* WRITTEN TASK
Reproduce the following PG&E NEG excerpt on market risks and disclosure controls word for word and in its entirety.

Item 3.     Quantitative and Qualitative Disclosures About Market Risks

      PG&E NEG’s primary market risk results from changes in energy commodity prices and interest rates. PG&E NEG engages in price risk management activities for both non-trading and trading purposes. Additionally, PG&E NEG may engage in trading and non-trading activities using forward contracts, futures, options, and swaps and other contracts to hedge the impact of market fluctuations on energy commodity prices, interest rates, and foreign currencies. (See Risk Management Activities, included in Management’s Discussion and Analysis above.)

Item 4.     Controls and Procedures

      Based on an evaluation of PG&E NEG’s disclosure controls and procedures conducted on April 21, 2003, PG&E NEG’s principal executive and principal financial officers have concluded that such controls and procedures effectively ensure that information required to be disclosed by PG&E NEG in reports the company files or submits under the Securities and Exchange Act of 1934 is recorded, processed, summarized, and reported, within the time periods specified in the Securities and Exchange Commission (SEC) rules and forms.

* DATASET CONTENT
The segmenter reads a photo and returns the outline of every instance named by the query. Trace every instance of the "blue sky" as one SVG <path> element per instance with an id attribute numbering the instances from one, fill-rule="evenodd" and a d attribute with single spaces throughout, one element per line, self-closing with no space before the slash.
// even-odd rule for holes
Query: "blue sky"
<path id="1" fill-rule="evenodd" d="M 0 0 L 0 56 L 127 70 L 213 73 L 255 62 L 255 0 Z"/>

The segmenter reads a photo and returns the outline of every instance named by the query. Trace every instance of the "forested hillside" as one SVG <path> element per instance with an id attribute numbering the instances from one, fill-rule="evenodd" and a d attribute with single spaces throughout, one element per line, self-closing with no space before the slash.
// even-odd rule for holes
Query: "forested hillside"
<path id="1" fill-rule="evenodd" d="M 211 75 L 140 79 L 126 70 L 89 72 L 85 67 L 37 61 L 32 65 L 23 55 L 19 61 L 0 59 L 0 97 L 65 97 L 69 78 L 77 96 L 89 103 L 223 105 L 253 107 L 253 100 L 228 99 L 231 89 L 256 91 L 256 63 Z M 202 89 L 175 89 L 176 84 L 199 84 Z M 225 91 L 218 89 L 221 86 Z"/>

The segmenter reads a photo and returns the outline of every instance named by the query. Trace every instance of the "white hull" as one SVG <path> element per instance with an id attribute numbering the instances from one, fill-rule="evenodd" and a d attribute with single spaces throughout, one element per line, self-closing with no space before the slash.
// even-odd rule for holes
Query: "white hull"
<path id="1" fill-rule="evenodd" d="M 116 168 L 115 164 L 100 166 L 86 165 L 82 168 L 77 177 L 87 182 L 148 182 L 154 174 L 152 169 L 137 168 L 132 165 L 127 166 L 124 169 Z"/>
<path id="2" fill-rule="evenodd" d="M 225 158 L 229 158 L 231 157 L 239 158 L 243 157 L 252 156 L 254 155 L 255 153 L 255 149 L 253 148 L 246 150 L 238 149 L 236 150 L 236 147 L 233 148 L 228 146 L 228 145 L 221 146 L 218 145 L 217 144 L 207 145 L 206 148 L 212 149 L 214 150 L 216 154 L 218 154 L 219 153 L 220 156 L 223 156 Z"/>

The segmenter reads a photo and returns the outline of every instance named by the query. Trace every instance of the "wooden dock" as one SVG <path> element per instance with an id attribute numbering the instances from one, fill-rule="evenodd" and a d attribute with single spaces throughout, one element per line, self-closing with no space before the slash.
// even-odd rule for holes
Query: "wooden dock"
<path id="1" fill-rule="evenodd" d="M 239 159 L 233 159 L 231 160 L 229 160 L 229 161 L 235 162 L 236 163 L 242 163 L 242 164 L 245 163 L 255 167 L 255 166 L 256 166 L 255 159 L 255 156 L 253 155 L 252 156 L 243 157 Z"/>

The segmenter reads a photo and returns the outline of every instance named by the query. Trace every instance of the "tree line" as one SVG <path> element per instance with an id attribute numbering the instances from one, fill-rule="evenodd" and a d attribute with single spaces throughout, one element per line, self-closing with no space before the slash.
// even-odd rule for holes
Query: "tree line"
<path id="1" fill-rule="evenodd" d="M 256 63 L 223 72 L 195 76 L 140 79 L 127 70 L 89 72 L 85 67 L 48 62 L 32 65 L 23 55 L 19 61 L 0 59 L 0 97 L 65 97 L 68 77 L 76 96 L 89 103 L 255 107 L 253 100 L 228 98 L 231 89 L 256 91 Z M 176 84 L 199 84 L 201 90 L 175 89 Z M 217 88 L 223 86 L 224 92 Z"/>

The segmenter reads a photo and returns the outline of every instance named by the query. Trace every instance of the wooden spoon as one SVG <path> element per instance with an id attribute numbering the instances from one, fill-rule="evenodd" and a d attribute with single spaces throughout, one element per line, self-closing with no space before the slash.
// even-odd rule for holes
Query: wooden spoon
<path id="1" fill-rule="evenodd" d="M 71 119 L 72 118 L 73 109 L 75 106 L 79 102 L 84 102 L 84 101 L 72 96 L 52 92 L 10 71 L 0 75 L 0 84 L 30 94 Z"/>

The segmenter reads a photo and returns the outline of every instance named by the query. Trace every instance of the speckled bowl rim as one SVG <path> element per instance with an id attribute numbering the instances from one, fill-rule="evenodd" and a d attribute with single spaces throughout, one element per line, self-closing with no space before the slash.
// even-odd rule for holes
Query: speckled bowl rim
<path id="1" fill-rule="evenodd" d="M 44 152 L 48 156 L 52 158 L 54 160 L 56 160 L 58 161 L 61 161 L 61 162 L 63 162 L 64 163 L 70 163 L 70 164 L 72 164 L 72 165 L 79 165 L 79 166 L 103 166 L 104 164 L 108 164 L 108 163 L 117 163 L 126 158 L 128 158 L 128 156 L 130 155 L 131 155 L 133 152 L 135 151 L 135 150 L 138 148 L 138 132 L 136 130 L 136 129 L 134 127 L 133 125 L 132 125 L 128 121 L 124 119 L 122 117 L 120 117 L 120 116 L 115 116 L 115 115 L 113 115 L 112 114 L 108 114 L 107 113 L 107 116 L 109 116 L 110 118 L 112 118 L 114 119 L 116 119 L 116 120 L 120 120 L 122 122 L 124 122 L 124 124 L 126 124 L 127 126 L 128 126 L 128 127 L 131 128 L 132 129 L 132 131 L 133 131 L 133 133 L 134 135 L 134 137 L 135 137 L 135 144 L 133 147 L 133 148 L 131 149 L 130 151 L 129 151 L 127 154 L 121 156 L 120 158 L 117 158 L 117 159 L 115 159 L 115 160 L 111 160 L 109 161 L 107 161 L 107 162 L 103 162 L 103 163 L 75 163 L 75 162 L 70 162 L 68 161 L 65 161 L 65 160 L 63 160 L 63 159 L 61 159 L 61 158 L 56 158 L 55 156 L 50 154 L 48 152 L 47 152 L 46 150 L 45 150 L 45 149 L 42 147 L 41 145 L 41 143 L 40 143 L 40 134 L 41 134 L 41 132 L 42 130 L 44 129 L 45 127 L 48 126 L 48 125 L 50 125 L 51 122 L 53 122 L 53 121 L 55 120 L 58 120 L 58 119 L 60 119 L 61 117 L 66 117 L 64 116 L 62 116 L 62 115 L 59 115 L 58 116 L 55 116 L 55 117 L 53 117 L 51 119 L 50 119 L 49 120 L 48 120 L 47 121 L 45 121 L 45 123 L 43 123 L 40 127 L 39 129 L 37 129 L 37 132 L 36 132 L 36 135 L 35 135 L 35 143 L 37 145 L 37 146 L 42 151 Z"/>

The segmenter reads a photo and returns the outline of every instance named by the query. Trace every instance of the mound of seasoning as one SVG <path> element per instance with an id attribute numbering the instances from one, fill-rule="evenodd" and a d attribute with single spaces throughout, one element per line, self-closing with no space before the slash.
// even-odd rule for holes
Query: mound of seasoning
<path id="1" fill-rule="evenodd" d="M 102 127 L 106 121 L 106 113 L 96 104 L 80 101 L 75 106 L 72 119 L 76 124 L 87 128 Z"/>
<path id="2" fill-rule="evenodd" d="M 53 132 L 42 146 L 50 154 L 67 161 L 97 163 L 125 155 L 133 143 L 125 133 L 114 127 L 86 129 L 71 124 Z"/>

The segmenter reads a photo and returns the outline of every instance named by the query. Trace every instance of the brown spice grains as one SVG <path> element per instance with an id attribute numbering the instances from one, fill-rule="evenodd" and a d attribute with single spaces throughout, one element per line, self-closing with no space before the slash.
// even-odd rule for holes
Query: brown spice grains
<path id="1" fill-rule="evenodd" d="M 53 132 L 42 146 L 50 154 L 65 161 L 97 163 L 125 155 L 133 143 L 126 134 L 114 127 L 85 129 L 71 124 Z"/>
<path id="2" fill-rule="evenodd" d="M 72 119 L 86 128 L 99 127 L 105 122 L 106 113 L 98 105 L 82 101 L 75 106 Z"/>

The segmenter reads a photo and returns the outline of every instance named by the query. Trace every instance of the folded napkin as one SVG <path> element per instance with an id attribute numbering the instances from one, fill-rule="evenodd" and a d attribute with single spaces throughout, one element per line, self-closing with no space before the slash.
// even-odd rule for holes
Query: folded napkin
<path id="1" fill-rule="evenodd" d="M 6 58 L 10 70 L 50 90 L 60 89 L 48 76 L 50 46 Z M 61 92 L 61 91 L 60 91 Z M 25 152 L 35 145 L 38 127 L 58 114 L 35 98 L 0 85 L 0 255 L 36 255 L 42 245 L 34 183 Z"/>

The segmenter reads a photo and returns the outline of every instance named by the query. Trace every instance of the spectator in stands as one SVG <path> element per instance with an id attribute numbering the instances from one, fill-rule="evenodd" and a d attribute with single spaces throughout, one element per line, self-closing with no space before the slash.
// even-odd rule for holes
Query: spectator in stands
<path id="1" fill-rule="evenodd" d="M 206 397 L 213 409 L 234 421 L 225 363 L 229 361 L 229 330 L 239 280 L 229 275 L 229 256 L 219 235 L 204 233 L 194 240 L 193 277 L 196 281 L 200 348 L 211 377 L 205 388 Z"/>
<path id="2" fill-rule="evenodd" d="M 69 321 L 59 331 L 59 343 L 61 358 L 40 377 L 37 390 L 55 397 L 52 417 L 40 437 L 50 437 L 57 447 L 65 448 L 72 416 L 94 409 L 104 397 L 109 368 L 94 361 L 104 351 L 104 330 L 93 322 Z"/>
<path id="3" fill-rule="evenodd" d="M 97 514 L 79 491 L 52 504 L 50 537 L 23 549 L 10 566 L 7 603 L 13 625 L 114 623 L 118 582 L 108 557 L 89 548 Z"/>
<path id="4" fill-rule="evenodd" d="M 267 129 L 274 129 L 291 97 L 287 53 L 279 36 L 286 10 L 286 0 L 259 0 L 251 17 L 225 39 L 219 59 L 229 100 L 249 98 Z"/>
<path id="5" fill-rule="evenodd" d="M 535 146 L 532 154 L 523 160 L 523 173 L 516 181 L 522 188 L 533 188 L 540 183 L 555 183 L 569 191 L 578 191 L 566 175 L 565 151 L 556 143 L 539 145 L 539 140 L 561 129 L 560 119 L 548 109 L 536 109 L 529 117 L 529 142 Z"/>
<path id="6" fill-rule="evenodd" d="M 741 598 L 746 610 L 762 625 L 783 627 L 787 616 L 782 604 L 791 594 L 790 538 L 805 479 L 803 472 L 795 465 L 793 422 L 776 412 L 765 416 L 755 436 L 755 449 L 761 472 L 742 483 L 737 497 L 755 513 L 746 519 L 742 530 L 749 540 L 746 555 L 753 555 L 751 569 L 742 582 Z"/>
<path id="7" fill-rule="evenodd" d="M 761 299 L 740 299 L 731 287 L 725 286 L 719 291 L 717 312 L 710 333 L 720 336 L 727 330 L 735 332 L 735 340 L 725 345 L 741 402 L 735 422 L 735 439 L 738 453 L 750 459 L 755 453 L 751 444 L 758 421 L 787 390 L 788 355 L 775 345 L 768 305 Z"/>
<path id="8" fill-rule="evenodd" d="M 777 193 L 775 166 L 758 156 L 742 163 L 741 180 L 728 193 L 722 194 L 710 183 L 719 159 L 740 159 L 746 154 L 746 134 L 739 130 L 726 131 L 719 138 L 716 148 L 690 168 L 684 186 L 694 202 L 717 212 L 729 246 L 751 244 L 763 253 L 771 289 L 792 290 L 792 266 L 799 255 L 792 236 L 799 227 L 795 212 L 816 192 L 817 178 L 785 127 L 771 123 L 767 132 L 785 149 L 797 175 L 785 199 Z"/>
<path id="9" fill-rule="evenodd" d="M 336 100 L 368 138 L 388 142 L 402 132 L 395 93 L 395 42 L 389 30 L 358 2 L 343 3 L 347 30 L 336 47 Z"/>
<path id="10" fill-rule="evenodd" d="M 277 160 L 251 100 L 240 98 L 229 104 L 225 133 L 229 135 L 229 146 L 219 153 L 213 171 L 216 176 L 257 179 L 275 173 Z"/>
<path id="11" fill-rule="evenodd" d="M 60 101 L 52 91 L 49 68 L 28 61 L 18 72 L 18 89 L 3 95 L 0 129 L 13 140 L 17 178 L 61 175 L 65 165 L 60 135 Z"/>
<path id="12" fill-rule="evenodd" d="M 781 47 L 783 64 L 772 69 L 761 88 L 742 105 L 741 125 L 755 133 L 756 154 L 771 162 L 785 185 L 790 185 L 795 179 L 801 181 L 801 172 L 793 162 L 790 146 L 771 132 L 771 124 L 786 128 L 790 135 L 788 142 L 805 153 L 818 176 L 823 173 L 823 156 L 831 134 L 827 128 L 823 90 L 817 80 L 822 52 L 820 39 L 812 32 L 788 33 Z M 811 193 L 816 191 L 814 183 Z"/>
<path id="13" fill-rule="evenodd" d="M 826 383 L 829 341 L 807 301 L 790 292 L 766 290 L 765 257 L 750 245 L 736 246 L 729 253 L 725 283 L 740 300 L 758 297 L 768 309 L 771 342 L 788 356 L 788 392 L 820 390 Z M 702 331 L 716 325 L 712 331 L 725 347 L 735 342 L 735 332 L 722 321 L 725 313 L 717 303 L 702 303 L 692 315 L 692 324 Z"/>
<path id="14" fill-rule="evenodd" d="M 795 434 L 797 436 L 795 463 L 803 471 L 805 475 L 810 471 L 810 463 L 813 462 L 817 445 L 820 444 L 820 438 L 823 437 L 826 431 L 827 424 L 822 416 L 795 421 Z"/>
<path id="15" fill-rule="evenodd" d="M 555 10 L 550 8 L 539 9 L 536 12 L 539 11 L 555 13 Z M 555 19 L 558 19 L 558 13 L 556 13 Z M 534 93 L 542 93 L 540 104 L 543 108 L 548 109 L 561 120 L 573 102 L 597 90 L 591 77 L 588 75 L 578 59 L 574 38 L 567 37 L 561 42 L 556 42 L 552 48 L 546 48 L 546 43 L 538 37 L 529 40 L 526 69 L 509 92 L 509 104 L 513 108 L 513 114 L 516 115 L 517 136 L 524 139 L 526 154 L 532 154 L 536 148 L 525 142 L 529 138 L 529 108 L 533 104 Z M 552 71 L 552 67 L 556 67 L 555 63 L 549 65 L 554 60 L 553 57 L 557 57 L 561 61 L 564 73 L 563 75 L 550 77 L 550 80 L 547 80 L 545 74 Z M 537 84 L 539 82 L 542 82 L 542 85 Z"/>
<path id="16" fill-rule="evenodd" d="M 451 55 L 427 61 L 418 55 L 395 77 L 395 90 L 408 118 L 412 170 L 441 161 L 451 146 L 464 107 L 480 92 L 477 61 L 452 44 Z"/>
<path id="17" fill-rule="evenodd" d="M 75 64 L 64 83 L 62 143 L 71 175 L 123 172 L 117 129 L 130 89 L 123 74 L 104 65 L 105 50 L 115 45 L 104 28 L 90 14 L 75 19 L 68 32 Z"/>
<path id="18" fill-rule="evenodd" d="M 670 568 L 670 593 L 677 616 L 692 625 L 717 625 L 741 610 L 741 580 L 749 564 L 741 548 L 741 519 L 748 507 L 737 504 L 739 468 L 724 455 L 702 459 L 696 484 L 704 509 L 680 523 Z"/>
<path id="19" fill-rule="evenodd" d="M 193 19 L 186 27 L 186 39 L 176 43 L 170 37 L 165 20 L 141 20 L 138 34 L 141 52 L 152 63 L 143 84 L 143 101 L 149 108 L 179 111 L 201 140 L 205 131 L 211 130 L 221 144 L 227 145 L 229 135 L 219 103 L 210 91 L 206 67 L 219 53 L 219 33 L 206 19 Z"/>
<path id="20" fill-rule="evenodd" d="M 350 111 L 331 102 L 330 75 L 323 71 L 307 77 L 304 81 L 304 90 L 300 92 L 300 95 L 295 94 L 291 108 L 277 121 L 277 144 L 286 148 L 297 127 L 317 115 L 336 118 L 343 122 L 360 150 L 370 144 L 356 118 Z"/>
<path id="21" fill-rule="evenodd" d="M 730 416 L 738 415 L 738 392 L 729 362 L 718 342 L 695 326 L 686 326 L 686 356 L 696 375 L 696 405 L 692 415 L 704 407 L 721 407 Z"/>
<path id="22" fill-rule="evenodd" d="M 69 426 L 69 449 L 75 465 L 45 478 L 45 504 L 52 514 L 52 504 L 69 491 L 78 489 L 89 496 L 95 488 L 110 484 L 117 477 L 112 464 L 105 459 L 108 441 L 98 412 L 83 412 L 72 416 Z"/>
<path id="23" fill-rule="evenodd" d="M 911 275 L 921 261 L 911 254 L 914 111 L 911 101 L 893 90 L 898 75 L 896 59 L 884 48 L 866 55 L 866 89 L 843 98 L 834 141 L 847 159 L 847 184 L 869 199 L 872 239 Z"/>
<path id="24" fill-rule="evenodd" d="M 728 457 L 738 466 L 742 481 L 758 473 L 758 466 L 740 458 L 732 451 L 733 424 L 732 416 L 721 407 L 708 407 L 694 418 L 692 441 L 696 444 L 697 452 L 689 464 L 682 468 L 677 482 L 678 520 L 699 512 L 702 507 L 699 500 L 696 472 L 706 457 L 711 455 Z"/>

* SOLUTION TO THIS TASK
Item 3.     Quantitative and Qualitative Disclosures About Market Risks

      PG&E NEG’s primary market risk results from changes in energy commodity prices and interest rates. PG&E NEG engages in price risk management activities for both non-trading and trading purposes. Additionally, PG&E NEG may engage in trading and non-trading activities using forward contracts, futures, options, and swaps and other contracts to hedge the impact of market fluctuations on energy commodity prices, interest rates, and foreign currencies. (See Risk Management Activities, included in Management’s Discussion and Analysis above.)

Item 4.     Controls and Procedures

      Based on an evaluation of PG&E NEG’s disclosure controls and procedures conducted on April 21, 2003, PG&E NEG’s principal executive and principal financial officers have concluded that such controls and procedures effectively ensure that information required to be disclosed by PG&E NEG in reports the company files or submits under the Securities and Exchange Act of 1934 is recorded, processed, summarized, and reported, within the time periods specified in the Securities and Exchange Commission (SEC) rules and forms.